--- start Material shown ---

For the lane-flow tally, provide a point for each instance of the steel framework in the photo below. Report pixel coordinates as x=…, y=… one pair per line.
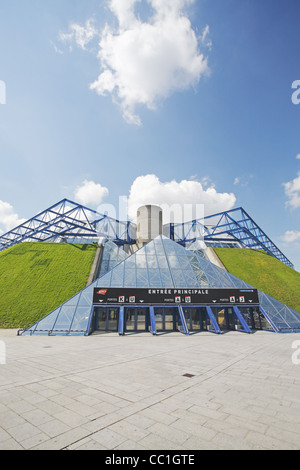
x=66, y=220
x=69, y=220
x=234, y=225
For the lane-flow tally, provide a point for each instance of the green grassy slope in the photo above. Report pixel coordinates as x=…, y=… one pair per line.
x=35, y=278
x=263, y=272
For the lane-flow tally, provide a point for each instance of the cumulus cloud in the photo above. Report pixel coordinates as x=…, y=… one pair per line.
x=291, y=236
x=9, y=219
x=181, y=201
x=90, y=193
x=145, y=61
x=81, y=35
x=292, y=191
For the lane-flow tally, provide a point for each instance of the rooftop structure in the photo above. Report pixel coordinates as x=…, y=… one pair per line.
x=154, y=277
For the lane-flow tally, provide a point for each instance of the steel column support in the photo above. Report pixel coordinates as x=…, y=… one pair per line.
x=241, y=319
x=121, y=320
x=213, y=320
x=183, y=320
x=152, y=321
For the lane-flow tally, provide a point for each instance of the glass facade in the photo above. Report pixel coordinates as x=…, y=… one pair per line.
x=162, y=263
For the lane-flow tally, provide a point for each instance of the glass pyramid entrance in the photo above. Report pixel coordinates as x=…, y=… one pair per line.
x=162, y=263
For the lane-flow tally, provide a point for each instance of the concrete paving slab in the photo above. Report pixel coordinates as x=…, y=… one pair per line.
x=171, y=392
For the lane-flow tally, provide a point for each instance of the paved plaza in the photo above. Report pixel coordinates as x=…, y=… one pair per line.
x=132, y=392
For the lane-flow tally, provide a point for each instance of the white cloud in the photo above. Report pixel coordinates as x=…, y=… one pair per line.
x=143, y=62
x=8, y=218
x=292, y=190
x=291, y=236
x=181, y=201
x=81, y=35
x=90, y=193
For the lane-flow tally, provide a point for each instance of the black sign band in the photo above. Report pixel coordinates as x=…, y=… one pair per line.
x=175, y=296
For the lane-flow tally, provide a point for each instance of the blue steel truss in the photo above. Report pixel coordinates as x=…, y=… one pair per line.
x=234, y=225
x=69, y=220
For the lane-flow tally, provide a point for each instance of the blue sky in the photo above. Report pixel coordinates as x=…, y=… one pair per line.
x=227, y=126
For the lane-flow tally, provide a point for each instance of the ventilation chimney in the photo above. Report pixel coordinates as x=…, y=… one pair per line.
x=149, y=223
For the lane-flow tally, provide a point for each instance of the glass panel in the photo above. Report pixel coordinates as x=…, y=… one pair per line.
x=101, y=322
x=169, y=319
x=64, y=319
x=141, y=319
x=80, y=321
x=112, y=319
x=130, y=319
x=159, y=318
x=195, y=314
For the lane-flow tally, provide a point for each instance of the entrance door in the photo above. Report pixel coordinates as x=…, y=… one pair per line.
x=137, y=319
x=166, y=318
x=107, y=319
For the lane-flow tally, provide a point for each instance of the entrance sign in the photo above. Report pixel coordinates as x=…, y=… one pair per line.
x=175, y=296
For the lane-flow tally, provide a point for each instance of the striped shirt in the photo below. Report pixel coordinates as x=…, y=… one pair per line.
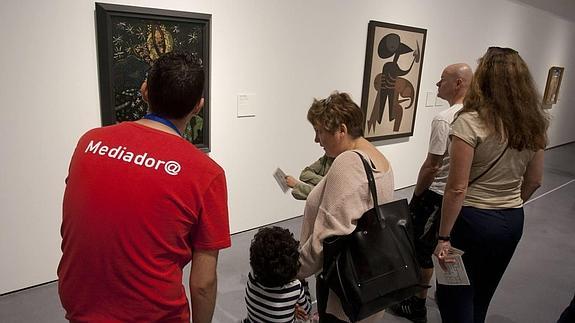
x=275, y=304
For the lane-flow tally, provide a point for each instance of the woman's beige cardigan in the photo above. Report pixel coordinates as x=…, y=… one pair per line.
x=333, y=207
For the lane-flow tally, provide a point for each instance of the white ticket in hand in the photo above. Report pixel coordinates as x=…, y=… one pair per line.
x=455, y=273
x=279, y=175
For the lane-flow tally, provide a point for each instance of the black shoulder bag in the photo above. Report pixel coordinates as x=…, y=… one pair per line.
x=374, y=266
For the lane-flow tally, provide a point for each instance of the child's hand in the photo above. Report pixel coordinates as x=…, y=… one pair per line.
x=291, y=181
x=300, y=313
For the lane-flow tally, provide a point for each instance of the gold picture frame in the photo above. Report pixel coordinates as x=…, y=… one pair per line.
x=554, y=77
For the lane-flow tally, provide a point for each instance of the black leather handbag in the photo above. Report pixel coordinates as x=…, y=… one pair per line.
x=374, y=266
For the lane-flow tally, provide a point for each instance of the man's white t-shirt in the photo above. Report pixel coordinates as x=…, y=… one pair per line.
x=439, y=145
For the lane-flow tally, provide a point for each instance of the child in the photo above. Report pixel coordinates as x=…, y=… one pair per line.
x=273, y=294
x=309, y=177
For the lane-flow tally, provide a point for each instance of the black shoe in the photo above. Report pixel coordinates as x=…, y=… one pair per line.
x=412, y=309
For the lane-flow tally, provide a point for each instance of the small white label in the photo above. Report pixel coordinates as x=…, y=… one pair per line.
x=246, y=106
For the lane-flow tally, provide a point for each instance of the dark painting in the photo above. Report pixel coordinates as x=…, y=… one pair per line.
x=393, y=65
x=130, y=39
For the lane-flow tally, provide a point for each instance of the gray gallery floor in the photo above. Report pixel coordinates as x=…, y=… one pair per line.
x=538, y=284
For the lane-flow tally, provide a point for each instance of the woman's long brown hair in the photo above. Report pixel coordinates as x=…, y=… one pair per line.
x=503, y=93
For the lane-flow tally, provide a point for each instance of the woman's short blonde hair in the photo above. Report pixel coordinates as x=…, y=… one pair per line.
x=337, y=109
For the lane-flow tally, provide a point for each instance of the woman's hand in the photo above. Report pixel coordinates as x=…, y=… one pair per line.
x=291, y=181
x=442, y=251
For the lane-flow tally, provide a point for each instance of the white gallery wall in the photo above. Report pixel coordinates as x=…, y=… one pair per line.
x=284, y=52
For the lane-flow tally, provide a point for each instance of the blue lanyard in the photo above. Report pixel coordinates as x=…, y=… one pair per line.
x=164, y=121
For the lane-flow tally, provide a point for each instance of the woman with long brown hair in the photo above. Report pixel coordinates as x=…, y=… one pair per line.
x=496, y=164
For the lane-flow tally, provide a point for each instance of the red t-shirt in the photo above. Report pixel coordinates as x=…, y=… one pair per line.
x=138, y=201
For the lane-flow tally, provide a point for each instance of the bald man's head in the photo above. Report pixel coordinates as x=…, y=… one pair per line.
x=454, y=82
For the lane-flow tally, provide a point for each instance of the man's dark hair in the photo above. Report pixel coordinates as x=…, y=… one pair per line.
x=175, y=84
x=274, y=256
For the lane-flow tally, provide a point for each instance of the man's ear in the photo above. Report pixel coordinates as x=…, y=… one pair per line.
x=198, y=107
x=144, y=91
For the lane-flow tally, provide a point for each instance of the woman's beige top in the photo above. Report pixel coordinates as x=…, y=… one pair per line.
x=333, y=208
x=500, y=187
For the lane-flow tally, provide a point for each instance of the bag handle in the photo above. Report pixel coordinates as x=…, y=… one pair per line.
x=371, y=183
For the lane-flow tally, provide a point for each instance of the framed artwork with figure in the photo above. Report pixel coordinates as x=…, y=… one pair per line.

--- end Material shown ---

> **Task to carry out**:
Please update the entries above by changing every "lane-flow tally" to "traffic count" and keeping everything else the same. Leave the pictures out of your answer.

> **Expected output**:
For the traffic count, provide a point for each instance of the steel framework in the photo below. Report pixel coordinates as x=…, y=… one pair per line.
x=66, y=220
x=69, y=220
x=234, y=225
For the traffic count, provide a point for each instance of the green grassy slope in the photo above. Report pixel coordinates as x=…, y=… one pair per line.
x=35, y=278
x=263, y=272
For the traffic count, provide a point for each instance of the cumulus cloud in the photo above. Report pixel coordinates as x=…, y=… one pair per line.
x=291, y=236
x=9, y=219
x=181, y=201
x=90, y=193
x=145, y=61
x=81, y=35
x=292, y=191
For the traffic count, provide a point for each instance of the rooftop structure in the photo above. Report pixel coordinates as x=…, y=… one pair per line.
x=154, y=277
For the traffic count, provide a point for each instance of the steel column support in the photo above. Report pixel coordinates as x=…, y=… one pair per line.
x=241, y=319
x=121, y=320
x=213, y=320
x=183, y=320
x=152, y=321
For the traffic count, provide a point for each instance of the glass facade in the photo above. Report pixel coordinates as x=…, y=… one pair per line.
x=162, y=263
For the traffic count, provide a point for each instance of the glass pyramid entrance in the photo above. Report pixel coordinates as x=…, y=… one pair per line.
x=162, y=263
For the traffic count, provide a point for each instance of the concrete paving slab in the photo above. Report pixel coordinates as x=…, y=… one pair per line.
x=171, y=392
For the traffic count, provide a point for each instance of the paved plaza in the photo above. Report pixel coordinates as x=…, y=… one pair per line.
x=132, y=392
For the traffic count, provide a point for each instance of the white cloud in the photo above. Report pixel coordinates as x=…, y=… one pair per line.
x=143, y=62
x=8, y=218
x=292, y=190
x=291, y=236
x=181, y=201
x=81, y=35
x=90, y=193
For the traffic count, provide a point for each instance of the black sign band in the photo above. Report pixel coordinates as x=…, y=… one pair per line.
x=175, y=296
For the traffic count, provide a point for each instance of the blue steel truss in the photo above. Report pixel coordinates as x=…, y=… one pair per line.
x=234, y=225
x=69, y=220
For the traffic count, provide a point for each instance of the blue sky in the photo above. Report pixel coordinates as x=…, y=… one pair per line.
x=227, y=126
For the traffic count, provide a point for each instance of the ventilation chimney in the photo above. Report pixel coordinates as x=…, y=… one pair per line.
x=149, y=223
For the traffic count, provide a point for each instance of the glass panel in the photo above. Report pixel coordinates as x=…, y=… one pair per line.
x=101, y=322
x=169, y=319
x=64, y=319
x=141, y=319
x=80, y=321
x=112, y=319
x=130, y=319
x=159, y=318
x=195, y=314
For the traffic count, provide a point for each instance of the entrance door in the photo above. Report pixel coordinates as x=…, y=… one pair per line.
x=137, y=319
x=166, y=318
x=107, y=319
For the traffic count, provide a point for each instance of the entrance sign in the photo above. Report pixel coordinates as x=…, y=… one pair per line.
x=175, y=296
For the traffic count, provide a point for each instance of the striped shirt in the photo below. Report pixel coordinates as x=…, y=… one pair per line.
x=275, y=304
For the traffic count, provide a point for each instance of the woman's beige cardigan in the photo above. Report pixel coordinates as x=…, y=… one pair per line.
x=333, y=207
For the traffic count, provide a point for each instance of the white ticket in hand in the photo above. Report pixel coordinates as x=…, y=… one pair per line.
x=455, y=273
x=279, y=175
For the traffic count, provide a point for each instance of the black shoulder bag in the photo above. Report pixel coordinates as x=…, y=… one pair per line.
x=374, y=266
For the traffic count, provide a point for each instance of the child's hand in the photo above. Report pixel coordinates as x=…, y=… one pair per line.
x=291, y=181
x=300, y=313
For the traffic count, provide a point for each instance of the gold picture frame in the photo above. Report pixel coordinates as x=…, y=… one pair per line.
x=554, y=77
For the traffic count, provide a point for each instance of the black leather handbag in the photo above. Report pixel coordinates as x=…, y=… one pair per line.
x=374, y=266
For the traffic count, provide a point for each instance of the man's white t-shirt in the photo above. Report pixel coordinates as x=…, y=… one pair per line.
x=439, y=145
For the traffic count, provide a point for each instance of the child in the photo above. Report pixel coordinates as x=…, y=… one pair per line.
x=273, y=294
x=309, y=177
For the traffic count, provide a point for each instance of the black shoe in the photo above. Report pixel coordinates as x=…, y=… one pair per line.
x=412, y=309
For the traffic count, provide a point for each instance of the small white label in the photo above. Report pixel coordinates as x=…, y=… one pair per line.
x=246, y=106
For the traffic count, provide a point for each instance of the dark painting in the photo above. Report pixel coordinates as x=…, y=… one pair per line.
x=393, y=65
x=130, y=39
For the traffic count, provide a point for each instance of the gray gallery floor in the photo above. Report pixel coordinates as x=…, y=… one pair per line.
x=538, y=284
For the traffic count, provide a point for each instance of the woman's long brown hair in the photo above. Report pixel coordinates as x=…, y=… one pair per line.
x=503, y=93
For the traffic count, provide a point for each instance of the woman's short blonde hair in the photo above. Report pixel coordinates as x=…, y=… one pair per line.
x=337, y=109
For the traffic count, provide a point for each instance of the woman's hand in the photo above. Report pixel coordinates as x=…, y=… one pair per line.
x=291, y=181
x=442, y=251
For the traffic count, provide a point for each instance of the white gallery wall in the photo above. Report pixel coordinates as x=…, y=… one pair per line.
x=284, y=52
For the traffic count, provide a point for each instance of the blue lanyard in the photo above. Report pixel coordinates as x=…, y=… one pair per line.
x=164, y=121
For the traffic count, provide a point for each instance of the woman with long brown hair in the photo above. Report pixel coordinates as x=…, y=… one pair per line.
x=496, y=164
For the traffic count, provide a point for each instance of the red t-shirt in the photo above. Report pixel coordinates as x=…, y=… one pair per line.
x=138, y=201
For the traffic count, provide a point for each instance of the bald man's head in the photo above. Report pixel coordinates as x=…, y=… one pair per line.
x=454, y=82
For the traffic count, provide a point for each instance of the man's dark hair in the photo above. Report pixel coordinates as x=…, y=… one pair per line.
x=175, y=84
x=274, y=256
For the traffic count, provide a point for each instance of the man's ear in the photo above. Report pixel coordinates as x=…, y=… one pair per line.
x=198, y=107
x=144, y=91
For the traffic count, provide a point for each instance of the woman's beige top in the photo above. Report pixel coordinates as x=…, y=… one pair per line.
x=333, y=208
x=500, y=187
For the traffic count, provide a point for each instance of the bag handle in the photo above. Report pixel coordinates as x=…, y=… one pair per line.
x=371, y=183
For the traffic count, provide a point for each instance of the framed artwork with figure in the photo above. Report pixel coordinates as x=…, y=… one pair per line.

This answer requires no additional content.